- _DATASET EXCERPTS_
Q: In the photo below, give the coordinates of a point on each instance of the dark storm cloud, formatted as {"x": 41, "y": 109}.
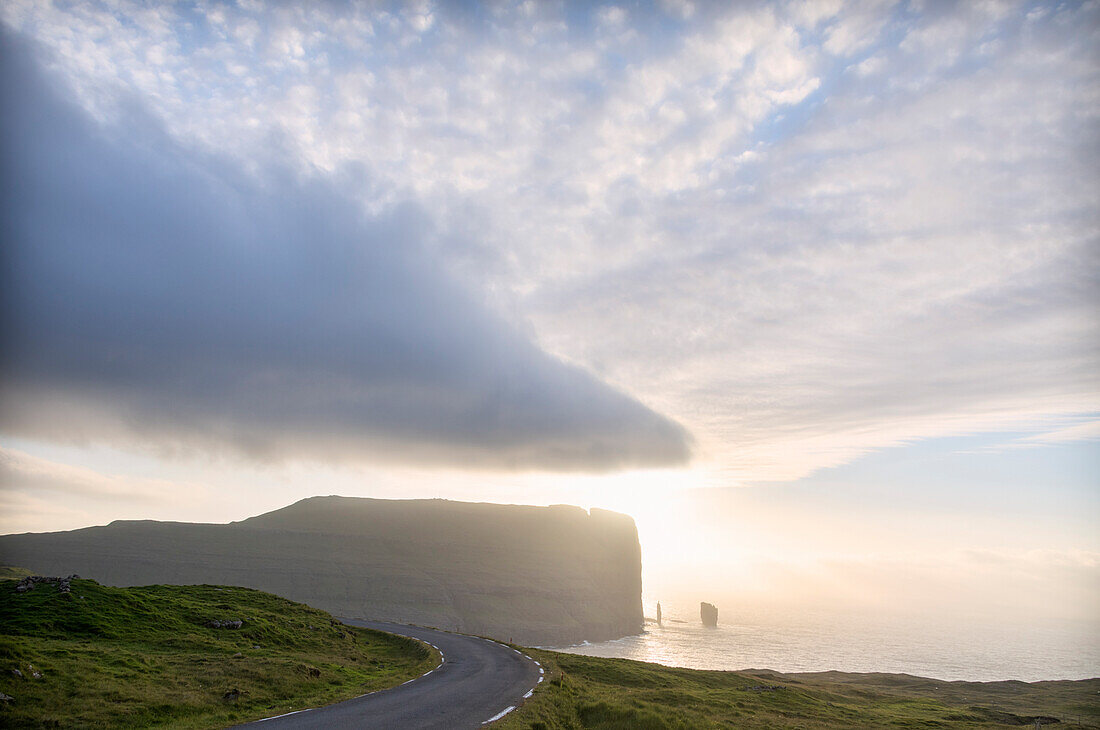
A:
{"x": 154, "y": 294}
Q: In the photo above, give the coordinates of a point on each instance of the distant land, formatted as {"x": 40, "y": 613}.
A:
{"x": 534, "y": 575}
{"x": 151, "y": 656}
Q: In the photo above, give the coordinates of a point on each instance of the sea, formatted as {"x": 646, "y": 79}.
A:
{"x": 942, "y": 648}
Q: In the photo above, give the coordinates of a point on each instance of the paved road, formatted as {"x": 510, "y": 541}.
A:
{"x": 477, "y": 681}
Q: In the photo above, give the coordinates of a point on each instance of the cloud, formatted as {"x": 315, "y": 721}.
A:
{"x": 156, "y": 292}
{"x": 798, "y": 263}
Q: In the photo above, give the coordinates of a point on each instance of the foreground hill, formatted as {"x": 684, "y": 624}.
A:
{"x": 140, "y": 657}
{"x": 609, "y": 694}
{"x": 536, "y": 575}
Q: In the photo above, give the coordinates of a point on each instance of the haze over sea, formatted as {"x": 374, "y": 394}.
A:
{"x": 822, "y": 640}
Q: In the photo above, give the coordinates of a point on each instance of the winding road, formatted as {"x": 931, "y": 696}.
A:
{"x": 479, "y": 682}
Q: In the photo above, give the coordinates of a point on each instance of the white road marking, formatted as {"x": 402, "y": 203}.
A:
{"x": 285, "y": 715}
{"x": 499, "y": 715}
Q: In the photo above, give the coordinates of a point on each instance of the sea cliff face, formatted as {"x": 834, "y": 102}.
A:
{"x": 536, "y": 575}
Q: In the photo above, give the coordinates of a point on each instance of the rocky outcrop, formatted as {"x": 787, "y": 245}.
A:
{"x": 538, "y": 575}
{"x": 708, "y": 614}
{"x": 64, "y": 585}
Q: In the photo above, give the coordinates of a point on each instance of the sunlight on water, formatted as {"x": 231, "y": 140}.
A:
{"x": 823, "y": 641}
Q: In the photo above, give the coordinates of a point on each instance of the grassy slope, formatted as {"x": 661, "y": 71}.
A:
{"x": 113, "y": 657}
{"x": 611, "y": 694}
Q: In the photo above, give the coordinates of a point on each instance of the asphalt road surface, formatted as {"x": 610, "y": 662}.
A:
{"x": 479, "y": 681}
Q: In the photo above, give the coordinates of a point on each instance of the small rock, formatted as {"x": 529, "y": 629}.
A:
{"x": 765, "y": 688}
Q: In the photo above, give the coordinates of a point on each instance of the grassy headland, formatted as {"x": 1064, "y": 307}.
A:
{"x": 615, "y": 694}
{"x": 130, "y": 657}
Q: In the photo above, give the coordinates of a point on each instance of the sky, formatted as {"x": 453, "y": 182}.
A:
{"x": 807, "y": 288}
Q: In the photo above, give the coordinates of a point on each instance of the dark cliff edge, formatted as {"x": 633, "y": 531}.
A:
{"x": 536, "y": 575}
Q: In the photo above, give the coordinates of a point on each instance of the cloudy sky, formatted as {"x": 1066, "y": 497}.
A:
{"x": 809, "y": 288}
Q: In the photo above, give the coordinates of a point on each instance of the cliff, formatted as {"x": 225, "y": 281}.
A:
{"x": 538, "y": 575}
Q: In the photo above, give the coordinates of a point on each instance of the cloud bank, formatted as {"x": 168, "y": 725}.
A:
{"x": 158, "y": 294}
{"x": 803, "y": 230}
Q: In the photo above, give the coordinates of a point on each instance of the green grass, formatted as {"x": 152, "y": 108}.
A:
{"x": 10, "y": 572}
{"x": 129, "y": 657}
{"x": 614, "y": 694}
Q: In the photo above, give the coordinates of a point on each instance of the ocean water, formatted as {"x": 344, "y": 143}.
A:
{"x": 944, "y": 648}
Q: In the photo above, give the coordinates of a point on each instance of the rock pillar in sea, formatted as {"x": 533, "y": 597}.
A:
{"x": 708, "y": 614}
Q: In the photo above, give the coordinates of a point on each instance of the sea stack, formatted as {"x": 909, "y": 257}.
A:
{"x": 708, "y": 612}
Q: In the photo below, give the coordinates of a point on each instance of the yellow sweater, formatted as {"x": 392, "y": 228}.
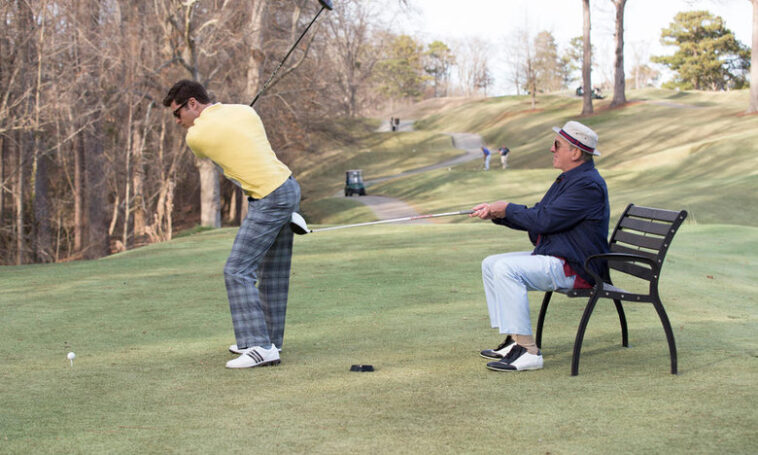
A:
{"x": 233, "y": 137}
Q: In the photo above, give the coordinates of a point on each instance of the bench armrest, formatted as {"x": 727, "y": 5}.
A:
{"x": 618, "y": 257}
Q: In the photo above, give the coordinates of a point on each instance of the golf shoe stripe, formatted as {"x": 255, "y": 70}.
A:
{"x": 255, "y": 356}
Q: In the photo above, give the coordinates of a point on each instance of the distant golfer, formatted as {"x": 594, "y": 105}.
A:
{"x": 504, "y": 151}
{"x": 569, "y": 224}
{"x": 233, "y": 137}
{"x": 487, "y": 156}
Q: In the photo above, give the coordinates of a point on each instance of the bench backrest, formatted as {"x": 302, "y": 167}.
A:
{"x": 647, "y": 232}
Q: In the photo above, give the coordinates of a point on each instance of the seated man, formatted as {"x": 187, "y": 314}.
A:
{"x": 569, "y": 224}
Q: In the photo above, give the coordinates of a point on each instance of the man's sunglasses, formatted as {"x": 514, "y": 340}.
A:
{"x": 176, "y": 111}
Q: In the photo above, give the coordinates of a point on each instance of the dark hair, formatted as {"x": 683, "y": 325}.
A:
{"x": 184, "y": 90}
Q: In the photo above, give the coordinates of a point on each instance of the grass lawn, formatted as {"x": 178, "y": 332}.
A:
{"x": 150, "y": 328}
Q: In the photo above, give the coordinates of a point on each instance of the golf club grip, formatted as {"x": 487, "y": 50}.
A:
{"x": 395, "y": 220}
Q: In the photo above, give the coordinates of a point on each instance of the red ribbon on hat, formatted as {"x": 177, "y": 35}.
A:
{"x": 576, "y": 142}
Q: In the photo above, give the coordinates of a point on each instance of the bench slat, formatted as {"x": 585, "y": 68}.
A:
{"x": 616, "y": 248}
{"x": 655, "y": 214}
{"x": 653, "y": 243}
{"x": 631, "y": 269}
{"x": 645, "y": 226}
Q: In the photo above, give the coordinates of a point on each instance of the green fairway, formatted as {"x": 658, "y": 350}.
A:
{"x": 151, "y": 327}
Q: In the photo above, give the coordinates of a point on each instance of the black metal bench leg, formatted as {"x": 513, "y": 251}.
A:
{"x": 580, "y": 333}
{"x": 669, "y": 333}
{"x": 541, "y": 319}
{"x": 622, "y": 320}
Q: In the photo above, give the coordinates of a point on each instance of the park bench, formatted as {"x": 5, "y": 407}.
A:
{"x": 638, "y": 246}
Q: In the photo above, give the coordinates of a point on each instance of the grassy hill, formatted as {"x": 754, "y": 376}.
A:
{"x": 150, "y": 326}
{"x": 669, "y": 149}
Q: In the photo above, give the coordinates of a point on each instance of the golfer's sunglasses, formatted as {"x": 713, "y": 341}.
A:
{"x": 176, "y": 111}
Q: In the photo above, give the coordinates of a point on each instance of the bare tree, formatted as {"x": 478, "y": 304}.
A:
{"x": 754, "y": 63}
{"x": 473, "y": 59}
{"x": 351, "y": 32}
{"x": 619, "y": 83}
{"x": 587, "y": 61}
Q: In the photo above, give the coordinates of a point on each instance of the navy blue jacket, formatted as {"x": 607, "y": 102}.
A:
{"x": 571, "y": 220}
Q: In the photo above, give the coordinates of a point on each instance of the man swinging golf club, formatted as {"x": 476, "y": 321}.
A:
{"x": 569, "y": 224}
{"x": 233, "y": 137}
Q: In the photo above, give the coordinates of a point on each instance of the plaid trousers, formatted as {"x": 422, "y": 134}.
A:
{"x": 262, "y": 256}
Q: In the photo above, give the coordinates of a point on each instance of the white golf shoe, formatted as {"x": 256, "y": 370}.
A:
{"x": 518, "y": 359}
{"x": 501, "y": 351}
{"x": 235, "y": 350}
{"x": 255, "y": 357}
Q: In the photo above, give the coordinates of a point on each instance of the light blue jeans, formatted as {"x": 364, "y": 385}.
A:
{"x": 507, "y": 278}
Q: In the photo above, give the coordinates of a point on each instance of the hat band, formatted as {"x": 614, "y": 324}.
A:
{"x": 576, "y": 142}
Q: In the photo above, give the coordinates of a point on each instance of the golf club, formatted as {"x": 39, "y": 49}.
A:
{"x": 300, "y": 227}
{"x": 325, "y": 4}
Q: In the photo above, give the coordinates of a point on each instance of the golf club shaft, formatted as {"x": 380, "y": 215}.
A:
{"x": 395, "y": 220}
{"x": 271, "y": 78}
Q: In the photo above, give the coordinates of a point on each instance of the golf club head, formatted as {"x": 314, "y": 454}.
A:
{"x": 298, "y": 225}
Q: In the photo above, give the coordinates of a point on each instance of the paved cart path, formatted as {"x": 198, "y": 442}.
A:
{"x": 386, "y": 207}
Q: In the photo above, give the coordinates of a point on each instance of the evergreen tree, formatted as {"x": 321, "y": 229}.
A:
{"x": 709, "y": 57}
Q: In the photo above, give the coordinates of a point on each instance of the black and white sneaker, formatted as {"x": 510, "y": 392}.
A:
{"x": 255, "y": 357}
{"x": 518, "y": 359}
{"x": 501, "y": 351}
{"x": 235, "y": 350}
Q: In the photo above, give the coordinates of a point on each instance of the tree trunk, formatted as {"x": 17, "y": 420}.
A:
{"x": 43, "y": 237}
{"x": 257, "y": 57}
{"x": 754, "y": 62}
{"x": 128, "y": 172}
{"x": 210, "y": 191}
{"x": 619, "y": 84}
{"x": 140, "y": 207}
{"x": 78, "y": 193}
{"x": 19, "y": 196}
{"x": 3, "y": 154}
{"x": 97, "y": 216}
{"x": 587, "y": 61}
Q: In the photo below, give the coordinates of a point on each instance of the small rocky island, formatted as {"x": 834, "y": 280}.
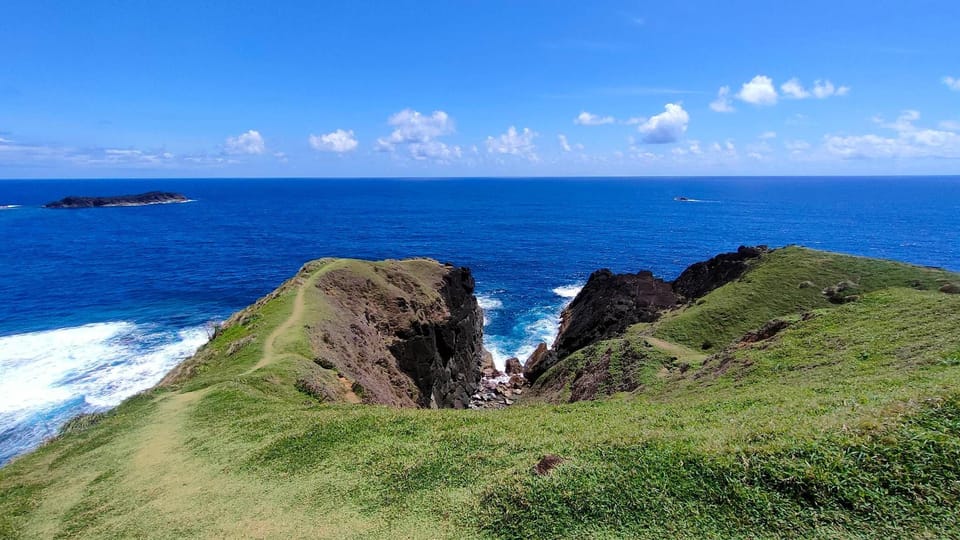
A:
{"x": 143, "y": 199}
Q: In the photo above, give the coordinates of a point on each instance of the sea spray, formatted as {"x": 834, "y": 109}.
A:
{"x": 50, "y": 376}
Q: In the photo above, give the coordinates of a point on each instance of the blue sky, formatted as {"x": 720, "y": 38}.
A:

- _YOUR INSTRUCTIONS_
In the records, from the line with "of the tree" up to and including the last line, change "formatted as" to "written in the form" and give those lines again with everything else unchanged. Leave the pictures out of your answer.

- _SOLUTION_
Q: In the photo above, give the coordinates of a point on each instance of the tree trunk, written in the form {"x": 17, "y": 420}.
A:
{"x": 43, "y": 237}
{"x": 257, "y": 57}
{"x": 754, "y": 62}
{"x": 128, "y": 172}
{"x": 210, "y": 191}
{"x": 619, "y": 84}
{"x": 140, "y": 207}
{"x": 78, "y": 193}
{"x": 19, "y": 196}
{"x": 3, "y": 154}
{"x": 97, "y": 216}
{"x": 587, "y": 61}
Q: In the photo below, give the coordinates of a point on each instance of the small rocky island, written in the form {"x": 834, "y": 280}.
A:
{"x": 143, "y": 199}
Q: In the photo above, give the coordinates of a point on each instance of the sea spray, written in the form {"x": 834, "y": 109}.
A:
{"x": 50, "y": 376}
Q: In the photo above, give the coordinates of a point on each instance of the blue sky, written in the form {"x": 720, "y": 38}.
A:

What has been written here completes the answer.